私はこれまでがんの早期診断・検診の研究に取り組んできました。「がん」というと、ちょっとひいてしまうという方も多いと思います。
「がんは怖い病気で、とにかく早く見つけて治療してしまえばいい」とお考えになられる方も多いと思いますが、そうとも限らないのです。以前、私が検診で見つけた肺がんの患者さんは、早期だったのですが手術を拒否されていました。
ご親戚の方の説得もあり、結局手術を受け、無事に退院されました。しかし、退院半年後に脳梗塞を発症し一命はとりとめたものの、意識は戻りませんでした。結果的に、この方にとって手術を受けたこと、ひいては検診を受けたことに意味があったのか?考えされられるケースです。このように「がんだから○○」と簡単に決められるほど、単純ではありません。
「がん」という言葉を聞くだけで、ちょっと引いてしまうという人も多いと思います。特にネットの世界では、がんに関してのトンデモ情報があふれているので、さまざまな誤解をされている方も多いでしょう。
たとえば、「がんになったらもう働けない」「がんは遺伝する」「がんになっても、ブラジルの奥地で発見された○○を飲んで免疫力を高めれば手術しないで治すことができる」などなど。専門家からみると、まったく馬鹿げた情報ですが、信じてしまう人もいます。
══════════════════════════════
**課題について**
上のがん検診に関する文章で、検診で肺がんが見つかった患者は退院の半年後にどうなったか答えてください。
══════════════════════════════
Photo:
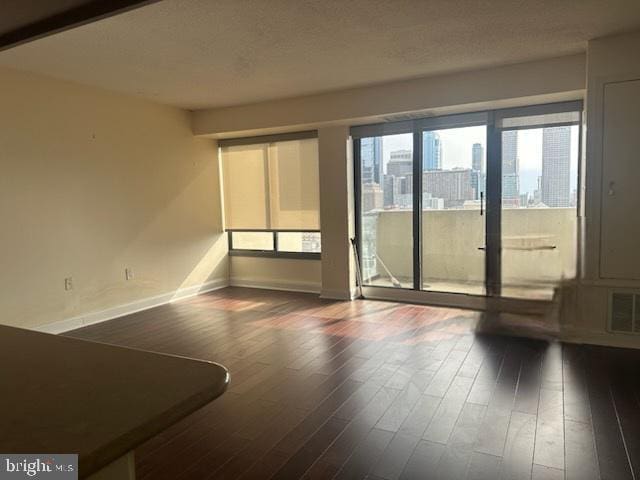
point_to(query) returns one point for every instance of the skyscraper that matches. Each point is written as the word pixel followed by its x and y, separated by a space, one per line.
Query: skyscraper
pixel 510 169
pixel 477 155
pixel 556 160
pixel 400 163
pixel 477 175
pixel 431 151
pixel 371 159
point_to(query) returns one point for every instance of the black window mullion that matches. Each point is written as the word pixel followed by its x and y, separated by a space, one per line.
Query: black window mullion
pixel 417 209
pixel 493 233
pixel 357 172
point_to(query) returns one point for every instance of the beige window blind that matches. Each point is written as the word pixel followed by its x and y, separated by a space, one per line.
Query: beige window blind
pixel 272 185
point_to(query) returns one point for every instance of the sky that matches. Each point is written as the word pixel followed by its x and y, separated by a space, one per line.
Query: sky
pixel 457 144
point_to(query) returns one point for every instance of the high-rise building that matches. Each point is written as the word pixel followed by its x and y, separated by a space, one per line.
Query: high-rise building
pixel 398 191
pixel 371 159
pixel 510 169
pixel 400 163
pixel 372 197
pixel 477 157
pixel 477 174
pixel 431 151
pixel 453 186
pixel 556 162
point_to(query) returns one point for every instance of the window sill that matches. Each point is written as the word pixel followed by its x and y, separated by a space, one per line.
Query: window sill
pixel 272 254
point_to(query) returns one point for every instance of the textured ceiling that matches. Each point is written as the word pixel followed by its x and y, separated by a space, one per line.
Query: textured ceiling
pixel 209 53
pixel 18 13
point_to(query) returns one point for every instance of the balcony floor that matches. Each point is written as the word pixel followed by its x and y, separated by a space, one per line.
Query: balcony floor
pixel 532 292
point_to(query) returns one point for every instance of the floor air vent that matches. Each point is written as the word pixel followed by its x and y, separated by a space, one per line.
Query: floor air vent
pixel 624 312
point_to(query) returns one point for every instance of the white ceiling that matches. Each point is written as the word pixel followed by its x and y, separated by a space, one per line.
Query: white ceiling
pixel 209 53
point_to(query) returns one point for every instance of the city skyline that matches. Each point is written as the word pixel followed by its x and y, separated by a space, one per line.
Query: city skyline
pixel 456 144
pixel 460 180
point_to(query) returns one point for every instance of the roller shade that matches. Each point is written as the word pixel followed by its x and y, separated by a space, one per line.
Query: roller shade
pixel 540 116
pixel 272 186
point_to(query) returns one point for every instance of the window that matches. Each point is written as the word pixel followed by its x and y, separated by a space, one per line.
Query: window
pixel 271 195
pixel 275 244
pixel 484 203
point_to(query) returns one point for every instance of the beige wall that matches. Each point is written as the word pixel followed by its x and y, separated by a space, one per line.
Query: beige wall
pixel 92 182
pixel 278 273
pixel 610 59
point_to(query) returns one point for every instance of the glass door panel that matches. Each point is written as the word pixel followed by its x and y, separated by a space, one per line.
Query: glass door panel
pixel 386 200
pixel 453 200
pixel 539 210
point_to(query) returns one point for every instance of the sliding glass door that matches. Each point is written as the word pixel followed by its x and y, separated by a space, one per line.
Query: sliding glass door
pixel 453 196
pixel 478 204
pixel 539 203
pixel 386 206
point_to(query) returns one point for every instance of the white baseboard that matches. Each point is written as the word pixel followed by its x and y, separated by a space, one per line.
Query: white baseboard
pixel 129 308
pixel 304 287
pixel 329 294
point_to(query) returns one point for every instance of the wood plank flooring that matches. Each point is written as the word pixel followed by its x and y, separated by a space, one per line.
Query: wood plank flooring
pixel 383 390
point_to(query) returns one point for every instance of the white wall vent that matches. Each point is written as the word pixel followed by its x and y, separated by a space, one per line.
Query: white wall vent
pixel 624 312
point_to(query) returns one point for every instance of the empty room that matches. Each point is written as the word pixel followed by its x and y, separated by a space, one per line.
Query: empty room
pixel 320 239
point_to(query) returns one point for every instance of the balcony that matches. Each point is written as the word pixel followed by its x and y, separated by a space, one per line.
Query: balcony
pixel 538 250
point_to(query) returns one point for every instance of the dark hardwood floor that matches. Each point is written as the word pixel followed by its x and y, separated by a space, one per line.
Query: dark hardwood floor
pixel 381 390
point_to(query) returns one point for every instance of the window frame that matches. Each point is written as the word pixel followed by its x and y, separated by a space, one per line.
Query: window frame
pixel 275 253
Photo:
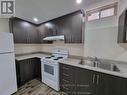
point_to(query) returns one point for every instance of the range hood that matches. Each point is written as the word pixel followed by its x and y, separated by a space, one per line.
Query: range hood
pixel 54 38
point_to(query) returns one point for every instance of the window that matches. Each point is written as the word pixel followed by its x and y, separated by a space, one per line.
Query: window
pixel 108 12
pixel 102 12
pixel 93 16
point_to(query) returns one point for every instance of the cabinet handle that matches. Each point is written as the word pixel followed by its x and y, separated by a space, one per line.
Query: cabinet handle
pixel 98 79
pixel 94 78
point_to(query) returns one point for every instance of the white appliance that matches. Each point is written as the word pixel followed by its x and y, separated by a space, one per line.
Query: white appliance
pixel 8 83
pixel 54 38
pixel 50 68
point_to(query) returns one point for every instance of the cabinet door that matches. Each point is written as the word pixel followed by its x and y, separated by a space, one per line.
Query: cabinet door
pixel 32 34
pixel 24 32
pixel 46 31
pixel 67 79
pixel 120 86
pixel 27 70
pixel 71 27
pixel 18 31
pixel 85 81
pixel 110 85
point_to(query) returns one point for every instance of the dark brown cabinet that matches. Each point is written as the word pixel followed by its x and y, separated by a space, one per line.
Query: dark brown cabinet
pixel 122 31
pixel 110 85
pixel 69 25
pixel 87 82
pixel 27 70
pixel 67 79
pixel 76 81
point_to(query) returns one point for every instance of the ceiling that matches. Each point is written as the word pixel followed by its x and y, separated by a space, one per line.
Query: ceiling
pixel 46 10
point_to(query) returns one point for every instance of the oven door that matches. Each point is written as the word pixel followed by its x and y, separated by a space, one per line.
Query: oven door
pixel 50 70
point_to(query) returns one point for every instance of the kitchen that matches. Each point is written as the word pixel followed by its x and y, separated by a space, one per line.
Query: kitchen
pixel 59 51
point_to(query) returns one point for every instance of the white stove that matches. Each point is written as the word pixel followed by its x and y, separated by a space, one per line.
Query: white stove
pixel 50 68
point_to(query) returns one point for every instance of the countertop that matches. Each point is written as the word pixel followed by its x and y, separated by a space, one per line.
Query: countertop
pixel 31 55
pixel 74 62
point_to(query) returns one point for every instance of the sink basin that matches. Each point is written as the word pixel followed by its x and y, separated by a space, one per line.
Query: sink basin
pixel 105 66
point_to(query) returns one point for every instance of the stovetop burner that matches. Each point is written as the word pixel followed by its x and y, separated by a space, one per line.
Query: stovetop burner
pixel 50 57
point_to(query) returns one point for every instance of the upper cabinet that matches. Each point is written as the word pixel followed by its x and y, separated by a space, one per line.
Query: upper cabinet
pixel 122 32
pixel 69 25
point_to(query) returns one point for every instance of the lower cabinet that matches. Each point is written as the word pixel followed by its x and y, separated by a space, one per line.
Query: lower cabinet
pixel 67 79
pixel 79 81
pixel 27 70
pixel 85 82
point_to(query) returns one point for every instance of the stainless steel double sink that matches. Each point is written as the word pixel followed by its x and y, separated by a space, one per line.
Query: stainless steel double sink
pixel 98 64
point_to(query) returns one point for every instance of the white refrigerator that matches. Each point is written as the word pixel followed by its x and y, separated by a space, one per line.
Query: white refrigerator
pixel 8 83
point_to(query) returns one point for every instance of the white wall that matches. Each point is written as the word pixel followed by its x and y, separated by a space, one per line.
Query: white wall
pixel 101 38
pixel 4 25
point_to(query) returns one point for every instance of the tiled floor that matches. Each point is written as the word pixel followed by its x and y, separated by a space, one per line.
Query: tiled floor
pixel 35 87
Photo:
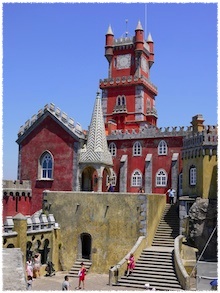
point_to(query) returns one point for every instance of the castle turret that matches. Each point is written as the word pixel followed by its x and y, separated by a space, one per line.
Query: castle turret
pixel 151 49
pixel 139 38
pixel 197 123
pixel 109 44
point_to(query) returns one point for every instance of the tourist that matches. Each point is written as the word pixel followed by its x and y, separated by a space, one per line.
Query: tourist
pixel 171 192
pixel 29 267
pixel 66 284
pixel 37 264
pixel 81 274
pixel 29 283
pixel 130 264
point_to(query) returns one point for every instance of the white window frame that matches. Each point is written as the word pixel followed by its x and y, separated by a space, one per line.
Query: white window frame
pixel 137 149
pixel 161 178
pixel 192 176
pixel 162 148
pixel 113 181
pixel 112 149
pixel 46 171
pixel 136 178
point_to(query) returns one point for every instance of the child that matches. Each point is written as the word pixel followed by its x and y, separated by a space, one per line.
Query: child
pixel 130 265
pixel 81 274
pixel 29 282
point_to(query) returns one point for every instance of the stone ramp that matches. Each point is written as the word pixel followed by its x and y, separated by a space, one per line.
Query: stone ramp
pixel 13 271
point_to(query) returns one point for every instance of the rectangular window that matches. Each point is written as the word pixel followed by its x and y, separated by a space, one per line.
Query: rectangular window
pixel 193 176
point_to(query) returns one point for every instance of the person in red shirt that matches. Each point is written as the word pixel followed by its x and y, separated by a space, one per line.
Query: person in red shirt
pixel 81 274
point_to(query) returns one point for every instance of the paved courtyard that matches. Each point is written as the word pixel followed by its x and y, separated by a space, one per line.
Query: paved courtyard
pixel 93 282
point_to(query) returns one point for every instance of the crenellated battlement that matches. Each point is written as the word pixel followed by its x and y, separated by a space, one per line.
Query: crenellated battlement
pixel 17 188
pixel 209 136
pixel 149 131
pixel 118 81
pixel 56 112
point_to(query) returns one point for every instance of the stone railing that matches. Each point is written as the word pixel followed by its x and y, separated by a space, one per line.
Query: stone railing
pixel 128 79
pixel 61 116
pixel 35 223
pixel 124 41
pixel 149 131
pixel 181 272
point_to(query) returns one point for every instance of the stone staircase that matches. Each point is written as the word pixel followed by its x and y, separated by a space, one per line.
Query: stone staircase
pixel 155 265
pixel 76 267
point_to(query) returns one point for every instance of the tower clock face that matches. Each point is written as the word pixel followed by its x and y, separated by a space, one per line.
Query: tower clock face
pixel 123 61
pixel 144 64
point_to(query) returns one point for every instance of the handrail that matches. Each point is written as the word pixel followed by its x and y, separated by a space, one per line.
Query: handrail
pixel 115 269
pixel 181 272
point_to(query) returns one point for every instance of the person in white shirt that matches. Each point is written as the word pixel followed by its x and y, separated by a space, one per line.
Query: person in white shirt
pixel 171 193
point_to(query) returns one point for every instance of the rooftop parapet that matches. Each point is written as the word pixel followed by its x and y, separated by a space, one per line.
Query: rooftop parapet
pixel 125 41
pixel 36 222
pixel 56 112
pixel 149 131
pixel 206 137
pixel 17 188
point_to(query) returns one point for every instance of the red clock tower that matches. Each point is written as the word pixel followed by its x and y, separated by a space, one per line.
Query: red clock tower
pixel 128 96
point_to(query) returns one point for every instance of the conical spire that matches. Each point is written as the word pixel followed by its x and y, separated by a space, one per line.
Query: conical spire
pixel 109 32
pixel 149 38
pixel 139 26
pixel 96 150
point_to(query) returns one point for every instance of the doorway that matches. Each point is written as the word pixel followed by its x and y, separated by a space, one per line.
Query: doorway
pixel 86 245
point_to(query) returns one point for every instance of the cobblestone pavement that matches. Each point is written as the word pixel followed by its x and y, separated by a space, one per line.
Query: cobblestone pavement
pixel 93 282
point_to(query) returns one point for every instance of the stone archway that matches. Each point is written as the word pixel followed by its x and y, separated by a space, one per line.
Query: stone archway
pixel 85 245
pixel 89 182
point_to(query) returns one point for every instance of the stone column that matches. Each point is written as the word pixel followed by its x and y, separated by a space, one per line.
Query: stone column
pixel 148 174
pixel 20 226
pixel 123 173
pixel 174 173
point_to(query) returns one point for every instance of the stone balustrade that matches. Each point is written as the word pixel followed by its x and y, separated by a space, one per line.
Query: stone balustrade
pixel 149 131
pixel 36 222
pixel 122 79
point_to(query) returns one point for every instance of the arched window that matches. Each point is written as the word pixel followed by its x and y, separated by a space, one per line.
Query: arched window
pixel 113 181
pixel 123 102
pixel 148 104
pixel 112 149
pixel 46 166
pixel 161 178
pixel 192 175
pixel 137 149
pixel 136 178
pixel 162 148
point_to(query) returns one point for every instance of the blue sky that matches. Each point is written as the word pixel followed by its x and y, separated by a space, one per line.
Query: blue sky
pixel 55 53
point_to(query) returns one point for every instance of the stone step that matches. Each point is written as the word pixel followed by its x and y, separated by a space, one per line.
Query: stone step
pixel 141 284
pixel 151 278
pixel 156 256
pixel 154 270
pixel 155 263
pixel 73 272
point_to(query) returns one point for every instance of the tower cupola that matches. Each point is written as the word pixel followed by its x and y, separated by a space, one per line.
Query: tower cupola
pixel 139 38
pixel 109 44
pixel 151 49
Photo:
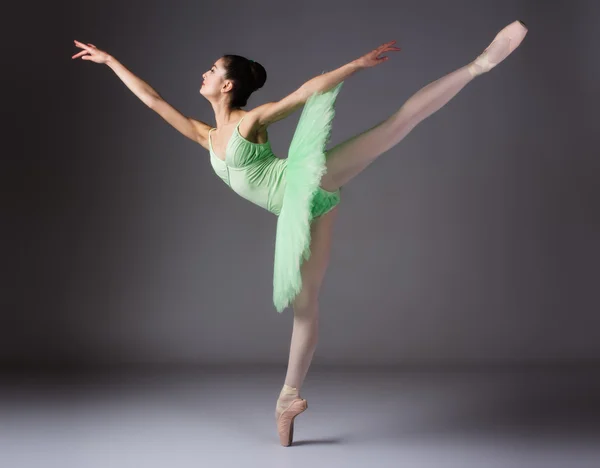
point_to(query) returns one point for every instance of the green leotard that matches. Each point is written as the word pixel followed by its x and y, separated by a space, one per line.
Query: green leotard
pixel 288 188
pixel 254 172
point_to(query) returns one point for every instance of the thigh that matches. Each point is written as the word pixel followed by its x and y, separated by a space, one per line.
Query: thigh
pixel 313 270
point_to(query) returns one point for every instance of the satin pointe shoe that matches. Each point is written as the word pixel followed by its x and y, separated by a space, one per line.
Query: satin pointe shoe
pixel 505 42
pixel 285 420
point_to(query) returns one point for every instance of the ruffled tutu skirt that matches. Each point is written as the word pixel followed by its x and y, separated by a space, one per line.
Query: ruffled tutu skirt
pixel 303 199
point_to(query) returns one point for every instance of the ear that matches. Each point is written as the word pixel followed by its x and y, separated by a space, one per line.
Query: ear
pixel 227 86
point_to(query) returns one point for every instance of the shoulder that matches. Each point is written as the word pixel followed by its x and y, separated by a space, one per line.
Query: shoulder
pixel 202 129
pixel 251 129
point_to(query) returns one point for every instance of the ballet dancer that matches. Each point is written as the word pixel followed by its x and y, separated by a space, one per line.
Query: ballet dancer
pixel 303 190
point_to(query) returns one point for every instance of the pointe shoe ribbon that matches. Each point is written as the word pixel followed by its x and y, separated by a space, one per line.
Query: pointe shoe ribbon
pixel 285 421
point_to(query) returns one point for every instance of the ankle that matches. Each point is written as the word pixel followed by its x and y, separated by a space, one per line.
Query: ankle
pixel 288 391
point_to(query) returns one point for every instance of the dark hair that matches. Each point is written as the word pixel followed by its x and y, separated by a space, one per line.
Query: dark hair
pixel 247 76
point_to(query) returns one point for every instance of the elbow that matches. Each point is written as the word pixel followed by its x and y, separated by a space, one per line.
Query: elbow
pixel 151 101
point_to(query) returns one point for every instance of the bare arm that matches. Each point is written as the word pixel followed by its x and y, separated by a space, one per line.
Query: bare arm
pixel 274 111
pixel 191 128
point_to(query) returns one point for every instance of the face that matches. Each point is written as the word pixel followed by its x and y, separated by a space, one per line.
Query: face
pixel 213 79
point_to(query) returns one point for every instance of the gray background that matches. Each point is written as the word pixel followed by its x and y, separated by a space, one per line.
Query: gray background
pixel 474 240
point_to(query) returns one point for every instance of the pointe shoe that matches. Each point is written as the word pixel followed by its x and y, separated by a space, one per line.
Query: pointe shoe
pixel 285 421
pixel 507 40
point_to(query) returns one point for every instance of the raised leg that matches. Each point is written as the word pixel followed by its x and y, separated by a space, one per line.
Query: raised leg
pixel 346 160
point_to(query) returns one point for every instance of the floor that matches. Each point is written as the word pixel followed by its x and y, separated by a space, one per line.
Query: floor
pixel 357 417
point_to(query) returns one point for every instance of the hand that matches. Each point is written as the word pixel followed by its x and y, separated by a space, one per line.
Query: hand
pixel 372 58
pixel 90 52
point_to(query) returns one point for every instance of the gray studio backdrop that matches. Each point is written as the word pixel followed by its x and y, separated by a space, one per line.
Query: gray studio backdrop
pixel 473 240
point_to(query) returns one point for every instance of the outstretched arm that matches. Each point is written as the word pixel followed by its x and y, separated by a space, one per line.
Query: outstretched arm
pixel 191 128
pixel 274 111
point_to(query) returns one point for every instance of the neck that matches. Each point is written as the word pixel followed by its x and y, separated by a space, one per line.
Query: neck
pixel 224 115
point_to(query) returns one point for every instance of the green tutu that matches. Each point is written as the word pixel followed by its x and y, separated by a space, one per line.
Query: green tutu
pixel 303 199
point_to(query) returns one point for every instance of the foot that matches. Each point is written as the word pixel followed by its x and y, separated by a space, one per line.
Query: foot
pixel 289 405
pixel 501 47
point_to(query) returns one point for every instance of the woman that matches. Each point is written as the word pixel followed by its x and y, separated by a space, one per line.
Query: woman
pixel 303 190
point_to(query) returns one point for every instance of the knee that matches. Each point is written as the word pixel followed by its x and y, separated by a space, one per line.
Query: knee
pixel 306 303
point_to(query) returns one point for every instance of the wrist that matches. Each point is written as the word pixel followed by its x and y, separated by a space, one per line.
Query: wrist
pixel 355 65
══════════════════════════════
**この課題の解答**
脳梗塞を発症し、一命はとりとめたものの意識は戻りませんでした。